TASK ITEM: Please retype the records that appear below, exactly and in full.

EXCERPTED DATA:

────────

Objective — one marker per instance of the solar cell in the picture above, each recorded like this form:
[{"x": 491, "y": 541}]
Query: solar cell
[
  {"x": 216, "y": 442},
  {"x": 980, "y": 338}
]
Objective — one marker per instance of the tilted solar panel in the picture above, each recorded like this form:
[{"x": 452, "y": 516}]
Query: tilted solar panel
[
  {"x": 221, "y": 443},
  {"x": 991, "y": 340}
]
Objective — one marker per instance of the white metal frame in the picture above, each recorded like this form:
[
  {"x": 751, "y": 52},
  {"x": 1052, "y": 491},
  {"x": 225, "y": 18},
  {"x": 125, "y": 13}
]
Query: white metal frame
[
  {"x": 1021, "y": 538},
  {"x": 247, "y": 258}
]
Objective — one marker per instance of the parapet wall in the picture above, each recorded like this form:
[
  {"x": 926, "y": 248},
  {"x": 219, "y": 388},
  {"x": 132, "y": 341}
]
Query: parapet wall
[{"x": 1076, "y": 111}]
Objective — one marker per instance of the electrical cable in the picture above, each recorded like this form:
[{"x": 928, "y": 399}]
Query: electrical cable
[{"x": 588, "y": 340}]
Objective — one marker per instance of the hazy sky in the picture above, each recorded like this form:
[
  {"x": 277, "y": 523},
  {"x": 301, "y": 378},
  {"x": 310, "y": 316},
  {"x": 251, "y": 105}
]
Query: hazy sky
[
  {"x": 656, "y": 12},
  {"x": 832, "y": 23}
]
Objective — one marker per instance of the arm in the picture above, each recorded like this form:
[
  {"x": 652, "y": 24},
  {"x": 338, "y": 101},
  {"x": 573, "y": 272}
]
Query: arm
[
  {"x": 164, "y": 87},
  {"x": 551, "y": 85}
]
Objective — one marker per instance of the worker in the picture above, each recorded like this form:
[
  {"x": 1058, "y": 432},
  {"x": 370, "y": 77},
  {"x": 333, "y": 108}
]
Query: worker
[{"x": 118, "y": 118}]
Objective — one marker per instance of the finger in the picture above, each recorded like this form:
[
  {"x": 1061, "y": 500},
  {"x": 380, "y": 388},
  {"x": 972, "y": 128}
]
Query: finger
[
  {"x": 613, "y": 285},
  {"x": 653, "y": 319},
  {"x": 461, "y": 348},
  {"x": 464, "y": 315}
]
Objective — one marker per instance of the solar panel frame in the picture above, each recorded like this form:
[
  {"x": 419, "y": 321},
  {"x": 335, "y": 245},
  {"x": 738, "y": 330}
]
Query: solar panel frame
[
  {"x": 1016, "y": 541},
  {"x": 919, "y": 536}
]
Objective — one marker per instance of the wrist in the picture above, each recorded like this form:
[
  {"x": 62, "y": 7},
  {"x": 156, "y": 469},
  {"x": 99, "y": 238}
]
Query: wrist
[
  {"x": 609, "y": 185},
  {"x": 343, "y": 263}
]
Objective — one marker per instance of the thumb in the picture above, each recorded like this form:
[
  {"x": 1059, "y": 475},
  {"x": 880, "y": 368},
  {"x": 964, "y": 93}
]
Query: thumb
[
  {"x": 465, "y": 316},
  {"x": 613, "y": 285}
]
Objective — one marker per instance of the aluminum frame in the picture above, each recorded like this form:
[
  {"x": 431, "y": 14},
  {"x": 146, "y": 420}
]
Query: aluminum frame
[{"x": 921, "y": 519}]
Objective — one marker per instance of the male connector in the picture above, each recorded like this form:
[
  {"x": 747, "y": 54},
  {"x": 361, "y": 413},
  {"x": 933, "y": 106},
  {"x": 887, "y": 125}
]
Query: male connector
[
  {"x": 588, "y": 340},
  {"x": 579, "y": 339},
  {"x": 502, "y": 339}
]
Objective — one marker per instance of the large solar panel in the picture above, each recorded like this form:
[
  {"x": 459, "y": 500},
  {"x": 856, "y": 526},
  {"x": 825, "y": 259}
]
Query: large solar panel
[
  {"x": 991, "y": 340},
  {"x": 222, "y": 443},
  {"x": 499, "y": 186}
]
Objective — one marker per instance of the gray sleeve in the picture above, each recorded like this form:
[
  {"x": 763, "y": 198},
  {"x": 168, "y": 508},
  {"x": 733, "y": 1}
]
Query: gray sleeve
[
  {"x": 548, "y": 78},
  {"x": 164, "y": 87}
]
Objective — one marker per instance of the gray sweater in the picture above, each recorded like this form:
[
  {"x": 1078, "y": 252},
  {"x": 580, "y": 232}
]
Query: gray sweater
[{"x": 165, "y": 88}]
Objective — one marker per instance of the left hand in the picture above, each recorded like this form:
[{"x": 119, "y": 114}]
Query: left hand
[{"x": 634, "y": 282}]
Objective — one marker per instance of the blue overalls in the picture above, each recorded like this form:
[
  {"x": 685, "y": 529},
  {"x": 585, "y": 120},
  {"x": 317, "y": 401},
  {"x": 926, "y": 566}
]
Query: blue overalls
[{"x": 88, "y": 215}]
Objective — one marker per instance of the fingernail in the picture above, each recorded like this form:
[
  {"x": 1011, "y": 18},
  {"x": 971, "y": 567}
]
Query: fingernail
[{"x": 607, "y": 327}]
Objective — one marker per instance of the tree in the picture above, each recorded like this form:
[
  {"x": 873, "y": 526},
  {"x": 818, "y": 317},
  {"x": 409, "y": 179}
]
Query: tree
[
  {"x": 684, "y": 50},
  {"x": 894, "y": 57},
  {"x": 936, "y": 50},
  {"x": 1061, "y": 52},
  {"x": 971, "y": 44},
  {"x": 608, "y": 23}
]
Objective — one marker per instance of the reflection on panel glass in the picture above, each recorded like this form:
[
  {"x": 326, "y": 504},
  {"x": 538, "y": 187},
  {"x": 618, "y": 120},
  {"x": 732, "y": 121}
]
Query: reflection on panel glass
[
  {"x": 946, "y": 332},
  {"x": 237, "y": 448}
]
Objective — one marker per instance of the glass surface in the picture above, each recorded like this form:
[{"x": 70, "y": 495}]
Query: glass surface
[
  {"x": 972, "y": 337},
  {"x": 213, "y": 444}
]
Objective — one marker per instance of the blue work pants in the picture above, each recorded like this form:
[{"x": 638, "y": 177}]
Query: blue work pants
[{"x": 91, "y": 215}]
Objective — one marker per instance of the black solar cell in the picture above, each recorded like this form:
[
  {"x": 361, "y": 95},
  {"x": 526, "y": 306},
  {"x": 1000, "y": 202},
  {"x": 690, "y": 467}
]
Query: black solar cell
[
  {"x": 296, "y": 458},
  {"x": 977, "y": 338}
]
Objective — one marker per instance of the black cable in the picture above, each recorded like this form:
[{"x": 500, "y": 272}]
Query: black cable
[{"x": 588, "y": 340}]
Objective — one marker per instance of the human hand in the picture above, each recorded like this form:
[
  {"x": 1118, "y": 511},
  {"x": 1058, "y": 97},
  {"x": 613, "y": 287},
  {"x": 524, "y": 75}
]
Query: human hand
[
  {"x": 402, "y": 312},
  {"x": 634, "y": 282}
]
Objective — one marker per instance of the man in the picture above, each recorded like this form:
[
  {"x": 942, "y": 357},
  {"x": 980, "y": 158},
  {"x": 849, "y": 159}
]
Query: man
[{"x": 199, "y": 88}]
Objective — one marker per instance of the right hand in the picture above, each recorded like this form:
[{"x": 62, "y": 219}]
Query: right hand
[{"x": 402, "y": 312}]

────────

RESULT OF THIS TASK:
Objective — one marker per instance of the solar cell in the picture above, each recorded like this form:
[{"x": 491, "y": 541}]
Query: solar cell
[
  {"x": 216, "y": 442},
  {"x": 980, "y": 338}
]
Objective — one marker per instance of the tilted solar panel in the picture above, each recorded like this form:
[{"x": 452, "y": 516}]
Query: tilted solar panel
[
  {"x": 221, "y": 443},
  {"x": 991, "y": 340}
]
Objective — one marker per instance of the white metal frame in the picture above, each recorded like this form:
[
  {"x": 751, "y": 52},
  {"x": 1052, "y": 491},
  {"x": 225, "y": 18},
  {"x": 125, "y": 13}
]
Query: white metal frame
[
  {"x": 1021, "y": 538},
  {"x": 247, "y": 258}
]
Objective — one marker per instance of the parapet wall in the picture above, each recorded like this form:
[
  {"x": 926, "y": 248},
  {"x": 219, "y": 388},
  {"x": 132, "y": 341}
]
Query: parapet wall
[{"x": 1076, "y": 111}]
Objective — one marker per instance of the electrical cable in the picture above, each recorded like this form:
[{"x": 928, "y": 399}]
Query: electrical cable
[{"x": 588, "y": 340}]
Objective — one marker per instance of the hazy sky in the picture above, each recorded like this form:
[
  {"x": 277, "y": 523},
  {"x": 301, "y": 378},
  {"x": 310, "y": 316},
  {"x": 251, "y": 105}
]
Query: hazy sky
[
  {"x": 656, "y": 12},
  {"x": 832, "y": 23}
]
Objective — one marker per instance of the arm in the picture above, each recorded like this form:
[
  {"x": 652, "y": 24},
  {"x": 338, "y": 101},
  {"x": 573, "y": 272}
]
Query: arm
[
  {"x": 164, "y": 87},
  {"x": 551, "y": 85}
]
Objective — one marker per instance of the worker in the picture above, each recorded like this form:
[
  {"x": 1058, "y": 432},
  {"x": 370, "y": 77},
  {"x": 333, "y": 108}
]
Query: worker
[{"x": 118, "y": 118}]
Objective — one marker per instance of the finger in the picture above, each recorded like this form:
[
  {"x": 1061, "y": 500},
  {"x": 380, "y": 388},
  {"x": 972, "y": 128}
]
Query: finger
[
  {"x": 613, "y": 285},
  {"x": 653, "y": 319},
  {"x": 461, "y": 348},
  {"x": 464, "y": 315}
]
Objective — one marker per instance of the solar panel frame in the picture above, each recorded like this form:
[
  {"x": 419, "y": 321},
  {"x": 335, "y": 245},
  {"x": 738, "y": 330}
]
Query: solar panel frame
[
  {"x": 1016, "y": 541},
  {"x": 919, "y": 536}
]
Objective — one marker per instance of the wrist in the picture above, each recorded like this form:
[
  {"x": 62, "y": 7},
  {"x": 156, "y": 469},
  {"x": 99, "y": 238}
]
Query: wrist
[
  {"x": 609, "y": 185},
  {"x": 343, "y": 263}
]
Objective — one marker per instance of the thumb in the picture above, each recorded like this form:
[
  {"x": 1059, "y": 475},
  {"x": 880, "y": 368},
  {"x": 964, "y": 93}
]
Query: thumb
[
  {"x": 465, "y": 316},
  {"x": 613, "y": 285}
]
Objective — one marker per instance of the aluminum frame in the picture above, each recorded like this form:
[
  {"x": 431, "y": 14},
  {"x": 146, "y": 420}
]
Query: aluminum frame
[{"x": 921, "y": 519}]
Objective — one marker per instance of the male connector in the picture above, each recorded like this form:
[
  {"x": 747, "y": 54},
  {"x": 361, "y": 413},
  {"x": 933, "y": 106},
  {"x": 887, "y": 125}
]
Query: male connector
[
  {"x": 588, "y": 340},
  {"x": 579, "y": 339},
  {"x": 502, "y": 339}
]
Objective — one marker per instance of the large solar panel in the picture above, each recorded like this form:
[
  {"x": 459, "y": 500},
  {"x": 856, "y": 526},
  {"x": 825, "y": 259}
]
Query: large solar panel
[
  {"x": 991, "y": 340},
  {"x": 222, "y": 443},
  {"x": 499, "y": 186}
]
Objective — one marker per instance of the gray sleeve in the picture above, each recorded like this form:
[
  {"x": 763, "y": 198},
  {"x": 168, "y": 508},
  {"x": 733, "y": 1}
]
Query: gray sleeve
[
  {"x": 548, "y": 78},
  {"x": 164, "y": 87}
]
Objective — one marker per instance of the gray sweater in the picture above, each recorded like this form:
[
  {"x": 1078, "y": 252},
  {"x": 580, "y": 232}
]
Query: gray sweater
[{"x": 165, "y": 88}]
Objective — one marker per instance of the left hand in the picture above, each recorded like this form:
[{"x": 119, "y": 114}]
Query: left hand
[{"x": 634, "y": 282}]
Objective — one marker per instance of the blue overalls in the picture above, each recorded like this form:
[
  {"x": 685, "y": 529},
  {"x": 585, "y": 120},
  {"x": 317, "y": 401},
  {"x": 926, "y": 566}
]
Query: blue overalls
[{"x": 88, "y": 215}]
Objective — one marker per instance of the fingernail in the picture above, each recorded like this form:
[
  {"x": 1011, "y": 18},
  {"x": 971, "y": 567}
]
Query: fingernail
[{"x": 607, "y": 327}]
Objective — one marker per instance of the tree in the picture above, each recorded like this form:
[
  {"x": 873, "y": 526},
  {"x": 818, "y": 317},
  {"x": 409, "y": 179}
]
Query: tree
[
  {"x": 684, "y": 50},
  {"x": 894, "y": 57},
  {"x": 936, "y": 50},
  {"x": 1061, "y": 52},
  {"x": 971, "y": 44},
  {"x": 608, "y": 23}
]
Objective — one marker per instance of the reflection on panel glass in the picture above, each recorded like this form:
[
  {"x": 326, "y": 504},
  {"x": 538, "y": 187},
  {"x": 618, "y": 120},
  {"x": 732, "y": 121}
]
Query: reflection on panel glass
[
  {"x": 946, "y": 332},
  {"x": 237, "y": 448}
]
Objective — one marker per instance of the glass surface in the picture above, each recorded like this form:
[{"x": 70, "y": 495}]
Query: glass surface
[
  {"x": 972, "y": 337},
  {"x": 213, "y": 444}
]
Objective — one marker per instance of the blue work pants in the picture above, each recorded like this form:
[{"x": 638, "y": 177}]
Query: blue work pants
[{"x": 91, "y": 215}]
Objective — one marker per instance of the black solar cell in the picture above, each recorded like this form:
[
  {"x": 361, "y": 95},
  {"x": 526, "y": 306},
  {"x": 1000, "y": 202},
  {"x": 690, "y": 467}
]
Query: black solar cell
[
  {"x": 296, "y": 458},
  {"x": 977, "y": 338}
]
Objective — one marker per instance of the black cable in the picture above, each recorded like this form:
[{"x": 500, "y": 272}]
Query: black cable
[{"x": 588, "y": 340}]
Objective — one marker per instance of the human hand in the picture above, each recorded like this form:
[
  {"x": 1118, "y": 511},
  {"x": 1058, "y": 97},
  {"x": 613, "y": 287},
  {"x": 524, "y": 75}
]
Query: human hand
[
  {"x": 402, "y": 312},
  {"x": 634, "y": 282}
]
Objective — one marker per instance of the man in the picture above, each recorded like this form:
[
  {"x": 942, "y": 357},
  {"x": 980, "y": 158},
  {"x": 849, "y": 159}
]
Query: man
[{"x": 199, "y": 88}]
Objective — one marker per instance of the right hand in the picture above, each recorded like this form:
[{"x": 62, "y": 219}]
Query: right hand
[{"x": 402, "y": 312}]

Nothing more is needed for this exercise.